What the exercise asks
Extend the essay below on tangible, tactile activities and mental health, starting right after its last sentence.

Passage
* Start *

The Tangible and Tactile way to better Mental Health

The Tangible and Tactile way to better Mental Health

Are you out of balance? Perhaps what you need for your mental health are more activities that are tangible and tactile.

In the 1980s, my father and I spent many months building new fences on the farm.

We would clear the old post and wire fence away and make a new fence. First, posts would be driven into the soil, wires run out, stretched tight, and nailed to posts. Then, wooden battens would be fixed to the wires, and we would be done.

But not quite.

Then we would stand by the fence, look at it with wires so tight you could play a tune on it, and admire our work.

Something good here needed to be noted and nourished into our souls. We had created, and it felt good to look at our handiwork.

We improved at the craft every time we built a new fence line.

But the absolute joy came when you would come to that fenceline years later, and it would still be there. Proud and true, you could say with some pride, ‘I built that.’ It was tangible and tactile, not intangible and abstract.

It’s forty-plus years since I built that fence. I don’t know if it’s still there or not. I have moved on, and the salt-borne winds have probably eaten away at the shiny steel to the point it will have needed replacing.

But I often think about that fence because here was an achievement that Father and son accomplished together. I remember pausing for a moment to let it sink into our brains and nourish the good.

Tangible and Tactile

I then think about how much the world has changed since then.

Do people, particularly young people, have those moments of a tangible and tactile activity nourishing the brain with creative hands-on reality? Do they have a grounding with the ground and not the gigabytes?

An observation I have made is that the world has increasingly become more and more digital, intangible, and abstract. People spend hours and hours in front of a screen, and at the end of the day, there is no physical, tangible, or tactile outcome.

I will write this post, probably taking eight hours in full of crafting some megabytes for you, and with a digital ‘click’ on a digital button, it will be published. I couldn’t have done this 40 years ago when I was building that fence.

Instead, it would have been printed on tangible paper with messy tangible ink and distributed via post with hand-to-hand contact.

I often talk with people either on the verge of burnout or fully in it. In their brains, the pendulum of mood has swung into depression and anxiety, and it feels like it has stuck there.

With gentle curiosity, I ask about what they do in their life.

What types of activities fill their days? Tangible or intangible? Tactile or abstract?

Tentmaking and theology

We know very little about his craft and how good he was at it, but we know a lot about his theology and how he talked about God.

Paul, one of the most influential theologians who has shaped the Christian world, had a trade. He was a tentmaker.

After Athens, Paul went to Corinth. That is where he discovered Aquila, a Jew born in Pontus, and his wife, Priscilla.

They had just arrived from Italy, part of the general expulsion of Jews from Rome ordered by Claudius.

Paul moved in with them, and they worked together at their common trade of tentmaking.

* End *

Dataset records
* Start *

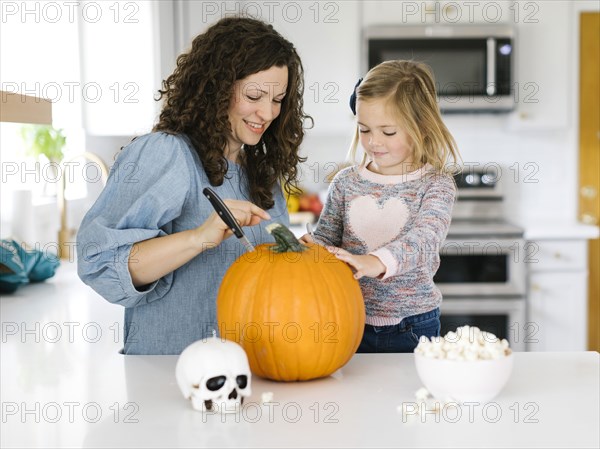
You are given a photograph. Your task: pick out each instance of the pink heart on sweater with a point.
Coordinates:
(374, 224)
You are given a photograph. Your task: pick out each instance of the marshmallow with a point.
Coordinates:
(467, 343)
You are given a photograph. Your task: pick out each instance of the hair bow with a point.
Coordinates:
(353, 97)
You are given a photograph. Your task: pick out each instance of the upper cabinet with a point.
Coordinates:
(440, 12)
(545, 60)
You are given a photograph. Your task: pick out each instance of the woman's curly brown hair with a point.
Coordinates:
(198, 94)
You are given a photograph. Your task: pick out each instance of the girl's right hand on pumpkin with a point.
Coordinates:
(214, 230)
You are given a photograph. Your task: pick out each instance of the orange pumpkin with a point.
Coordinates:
(296, 309)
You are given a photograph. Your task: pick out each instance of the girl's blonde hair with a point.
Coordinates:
(409, 89)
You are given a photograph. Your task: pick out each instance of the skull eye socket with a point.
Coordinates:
(242, 381)
(215, 383)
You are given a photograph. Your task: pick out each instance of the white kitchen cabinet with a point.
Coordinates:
(544, 62)
(440, 12)
(557, 296)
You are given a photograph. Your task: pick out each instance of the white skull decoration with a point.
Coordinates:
(214, 374)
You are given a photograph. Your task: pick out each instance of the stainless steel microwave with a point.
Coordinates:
(473, 64)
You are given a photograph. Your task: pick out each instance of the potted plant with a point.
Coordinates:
(47, 141)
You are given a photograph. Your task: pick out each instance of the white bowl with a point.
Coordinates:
(464, 380)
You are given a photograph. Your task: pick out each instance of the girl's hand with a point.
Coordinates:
(214, 230)
(306, 238)
(365, 265)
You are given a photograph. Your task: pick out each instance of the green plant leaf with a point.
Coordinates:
(44, 139)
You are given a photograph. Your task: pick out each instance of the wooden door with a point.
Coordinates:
(589, 158)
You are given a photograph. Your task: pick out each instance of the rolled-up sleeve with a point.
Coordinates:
(146, 190)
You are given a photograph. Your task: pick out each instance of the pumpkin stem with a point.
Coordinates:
(285, 239)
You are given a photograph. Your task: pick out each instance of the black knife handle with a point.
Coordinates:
(223, 211)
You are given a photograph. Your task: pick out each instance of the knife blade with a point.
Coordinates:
(226, 215)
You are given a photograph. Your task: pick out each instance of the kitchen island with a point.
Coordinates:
(64, 384)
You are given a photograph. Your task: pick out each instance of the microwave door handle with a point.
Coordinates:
(491, 67)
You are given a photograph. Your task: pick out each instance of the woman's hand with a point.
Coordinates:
(306, 238)
(365, 265)
(151, 259)
(214, 230)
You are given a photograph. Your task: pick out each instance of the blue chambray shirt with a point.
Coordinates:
(154, 189)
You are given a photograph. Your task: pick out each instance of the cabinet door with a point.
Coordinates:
(557, 311)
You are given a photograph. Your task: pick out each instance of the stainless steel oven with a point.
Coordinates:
(482, 274)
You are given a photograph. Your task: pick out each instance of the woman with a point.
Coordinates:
(232, 119)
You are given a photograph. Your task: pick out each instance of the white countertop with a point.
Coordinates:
(63, 384)
(560, 230)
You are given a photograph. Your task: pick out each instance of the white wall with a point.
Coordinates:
(536, 145)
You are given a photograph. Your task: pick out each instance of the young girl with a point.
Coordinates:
(387, 216)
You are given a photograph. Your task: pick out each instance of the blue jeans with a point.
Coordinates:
(401, 337)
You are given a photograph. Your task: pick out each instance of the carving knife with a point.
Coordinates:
(226, 215)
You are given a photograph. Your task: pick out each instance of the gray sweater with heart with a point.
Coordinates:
(403, 220)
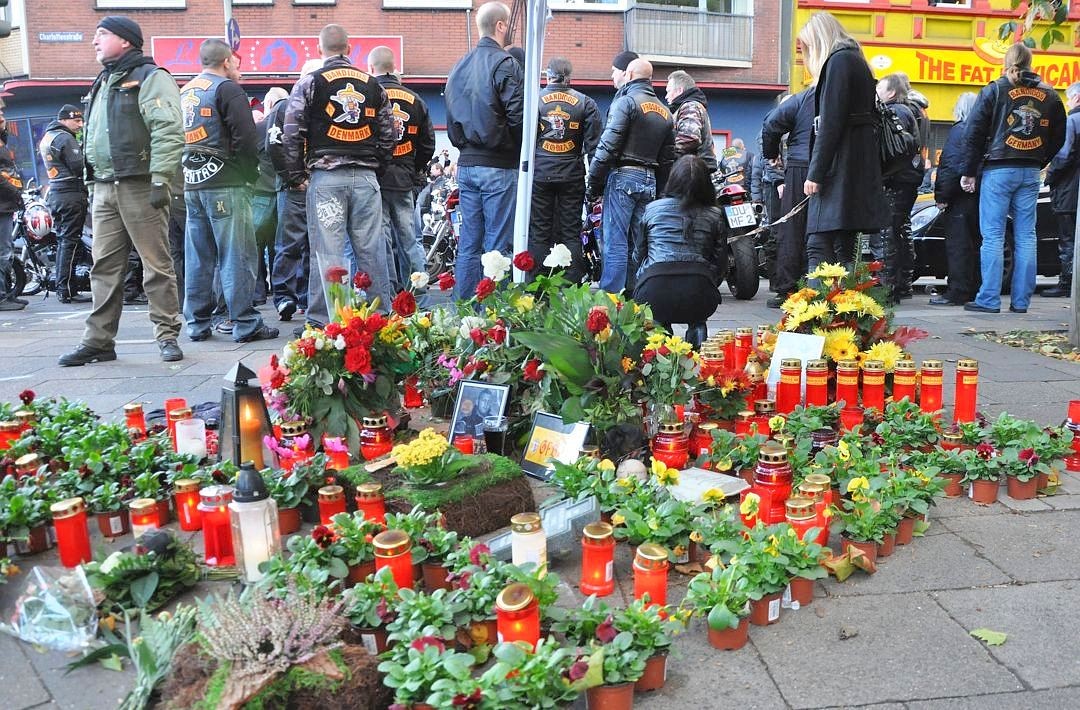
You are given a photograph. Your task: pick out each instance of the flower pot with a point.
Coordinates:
(954, 485)
(985, 492)
(113, 523)
(869, 549)
(729, 639)
(887, 545)
(656, 673)
(288, 520)
(1022, 490)
(905, 533)
(801, 590)
(765, 611)
(434, 577)
(610, 697)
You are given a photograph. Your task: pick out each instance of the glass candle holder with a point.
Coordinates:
(650, 573)
(72, 535)
(517, 615)
(393, 549)
(372, 503)
(597, 560)
(331, 503)
(967, 390)
(376, 440)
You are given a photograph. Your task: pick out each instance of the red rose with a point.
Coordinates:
(597, 319)
(362, 281)
(404, 304)
(485, 289)
(525, 262)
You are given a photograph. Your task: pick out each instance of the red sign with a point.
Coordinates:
(266, 55)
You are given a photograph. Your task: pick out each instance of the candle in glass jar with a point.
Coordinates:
(393, 549)
(967, 390)
(650, 573)
(597, 560)
(517, 615)
(72, 536)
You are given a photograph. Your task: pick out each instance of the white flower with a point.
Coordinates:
(558, 257)
(419, 279)
(496, 265)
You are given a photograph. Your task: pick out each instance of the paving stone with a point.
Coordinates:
(1038, 650)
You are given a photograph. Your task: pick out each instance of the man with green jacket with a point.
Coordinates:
(133, 142)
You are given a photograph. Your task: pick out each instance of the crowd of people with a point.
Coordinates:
(219, 208)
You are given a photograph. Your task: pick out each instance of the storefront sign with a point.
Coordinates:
(267, 55)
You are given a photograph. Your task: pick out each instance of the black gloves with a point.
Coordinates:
(160, 197)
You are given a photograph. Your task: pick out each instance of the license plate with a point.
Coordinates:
(741, 215)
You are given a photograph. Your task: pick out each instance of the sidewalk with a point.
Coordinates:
(1012, 567)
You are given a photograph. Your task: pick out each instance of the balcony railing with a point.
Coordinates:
(689, 34)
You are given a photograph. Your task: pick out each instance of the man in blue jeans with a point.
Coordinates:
(631, 166)
(484, 115)
(220, 162)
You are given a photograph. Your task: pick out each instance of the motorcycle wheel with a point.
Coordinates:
(742, 275)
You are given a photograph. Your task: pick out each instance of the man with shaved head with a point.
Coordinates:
(630, 169)
(484, 115)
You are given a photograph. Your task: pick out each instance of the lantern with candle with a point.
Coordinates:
(244, 419)
(517, 615)
(597, 560)
(393, 549)
(650, 573)
(254, 520)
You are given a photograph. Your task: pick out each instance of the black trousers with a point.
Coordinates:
(792, 236)
(556, 219)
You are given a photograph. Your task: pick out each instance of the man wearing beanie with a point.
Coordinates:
(132, 144)
(67, 195)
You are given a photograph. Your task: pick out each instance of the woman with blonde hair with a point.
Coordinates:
(1016, 125)
(844, 179)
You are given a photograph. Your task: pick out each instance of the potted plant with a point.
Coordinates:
(721, 597)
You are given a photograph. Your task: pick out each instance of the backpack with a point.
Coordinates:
(896, 146)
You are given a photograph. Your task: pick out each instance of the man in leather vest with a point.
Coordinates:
(67, 195)
(338, 137)
(570, 129)
(416, 145)
(132, 144)
(220, 162)
(630, 169)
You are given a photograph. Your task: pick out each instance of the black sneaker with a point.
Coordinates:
(170, 351)
(85, 355)
(265, 333)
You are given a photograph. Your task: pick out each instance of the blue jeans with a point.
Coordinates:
(487, 220)
(220, 237)
(626, 192)
(346, 203)
(1004, 191)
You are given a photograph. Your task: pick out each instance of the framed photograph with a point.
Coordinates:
(551, 439)
(475, 401)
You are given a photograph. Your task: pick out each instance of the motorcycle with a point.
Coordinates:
(36, 248)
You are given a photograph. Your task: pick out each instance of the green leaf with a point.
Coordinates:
(991, 638)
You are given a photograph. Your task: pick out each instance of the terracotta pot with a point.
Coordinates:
(985, 492)
(1022, 490)
(288, 520)
(610, 697)
(868, 548)
(113, 523)
(729, 639)
(765, 611)
(954, 485)
(888, 545)
(434, 577)
(801, 590)
(905, 533)
(655, 675)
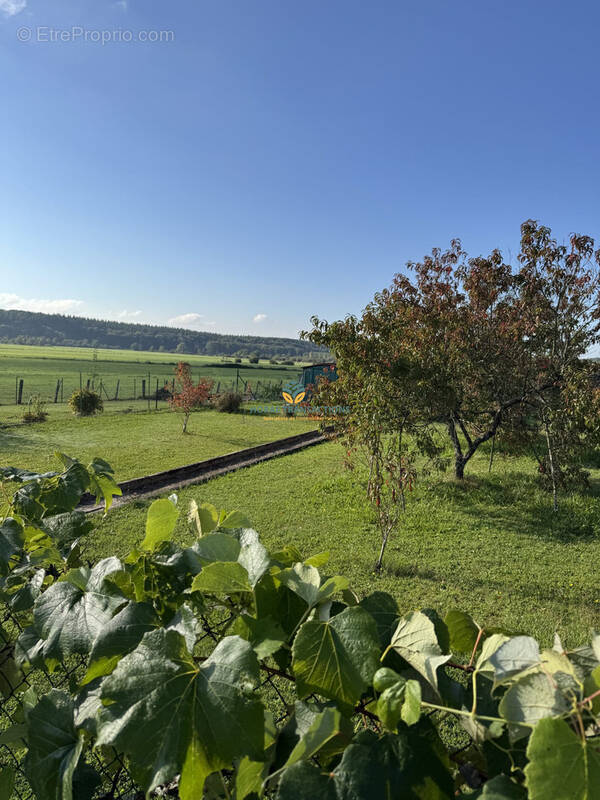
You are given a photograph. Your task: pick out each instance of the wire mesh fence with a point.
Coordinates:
(116, 781)
(156, 390)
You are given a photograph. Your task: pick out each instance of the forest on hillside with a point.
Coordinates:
(25, 327)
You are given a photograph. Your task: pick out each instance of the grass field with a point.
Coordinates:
(138, 443)
(41, 368)
(492, 546)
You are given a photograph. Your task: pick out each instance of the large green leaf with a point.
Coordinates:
(222, 577)
(174, 716)
(54, 747)
(7, 781)
(513, 657)
(265, 635)
(561, 765)
(337, 658)
(102, 483)
(304, 780)
(54, 494)
(119, 636)
(402, 765)
(415, 640)
(324, 728)
(462, 629)
(11, 542)
(501, 788)
(216, 547)
(160, 523)
(530, 699)
(384, 610)
(303, 580)
(70, 614)
(254, 557)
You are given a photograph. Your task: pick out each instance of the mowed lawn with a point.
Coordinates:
(138, 443)
(492, 546)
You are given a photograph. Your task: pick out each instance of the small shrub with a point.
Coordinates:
(163, 393)
(36, 410)
(86, 402)
(229, 402)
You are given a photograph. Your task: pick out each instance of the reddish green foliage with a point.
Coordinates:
(190, 396)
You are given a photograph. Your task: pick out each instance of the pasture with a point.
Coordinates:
(41, 368)
(137, 443)
(491, 545)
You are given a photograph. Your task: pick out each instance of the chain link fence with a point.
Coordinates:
(155, 390)
(116, 782)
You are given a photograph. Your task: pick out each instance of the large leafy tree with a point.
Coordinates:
(469, 344)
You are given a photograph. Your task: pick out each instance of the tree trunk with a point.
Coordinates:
(552, 470)
(492, 453)
(379, 562)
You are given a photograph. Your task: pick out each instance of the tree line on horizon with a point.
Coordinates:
(31, 328)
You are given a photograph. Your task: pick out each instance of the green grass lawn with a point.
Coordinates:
(492, 546)
(138, 443)
(41, 368)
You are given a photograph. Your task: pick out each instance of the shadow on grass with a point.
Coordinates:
(516, 502)
(12, 440)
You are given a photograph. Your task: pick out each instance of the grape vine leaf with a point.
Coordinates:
(415, 640)
(384, 610)
(160, 523)
(306, 780)
(325, 727)
(500, 788)
(54, 747)
(393, 765)
(71, 613)
(222, 577)
(561, 765)
(336, 658)
(517, 655)
(530, 699)
(177, 717)
(11, 541)
(7, 781)
(462, 629)
(119, 636)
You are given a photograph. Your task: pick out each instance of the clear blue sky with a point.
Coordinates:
(282, 158)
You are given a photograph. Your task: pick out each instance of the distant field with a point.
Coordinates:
(41, 368)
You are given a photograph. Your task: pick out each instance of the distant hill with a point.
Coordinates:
(26, 327)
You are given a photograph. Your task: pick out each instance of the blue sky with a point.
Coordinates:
(279, 159)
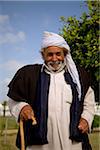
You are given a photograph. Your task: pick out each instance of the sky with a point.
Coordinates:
(22, 24)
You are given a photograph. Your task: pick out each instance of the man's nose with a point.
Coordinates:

* End *

Expected answer
But every Sabbath he was at the meeting place, doing his best to convince both Jews and Greeks about Jesus. Acts 18:1-4

I imagine Paul sitting with his friends Aquila and Priscilla in some sunny Corinthian courtyard with needles in hand, creating a tent for a customer. Conversations would ensue about the price of leather, which makes the best needles, how they learned their trade, little techniques shared, and that first tent that Paul made.

Perhaps the conversation would weave its way into talking about some aspect of faith. But at the end of the day, they could look at the physical tent they were making and have a sense of satisfaction and accomplishment.

Jesus, being the son of a carpenter, may well have spent time whittling at a piece of wood while on the road. Perhaps he had to fix a certain roof after some enthusiastic followers pulled it apart.

He certainly drew his teaching stories from the tangible and tactile of soil and seed, wind and rain, and the simple and known grounded reality of daily lives.

The balance is always unbalanced.

Have you noticed that the tightrope walker is always out of balance?

There’s always an auto-correction, even if it’s microscopically tiny. I think much of the world is out of balance. It’s tipped over into the intangible and abstract.

We desperately need more gardeners, tentmakers, woodworkers, chefs, painters, dressmakers, potters, card makers, and bookbinders.

On the other hand, those of us who spend our days in the garden or the workshop need time with the abstract and intangible.

As a gardener, I spend my days with dirt, wind, rain, and flowers. Awesome. But I also need time with a good book or five. To discover and explore the intangible world of ideas and theology, and soul.

Burnout from the drain

It’s the helping professions that concern me the most.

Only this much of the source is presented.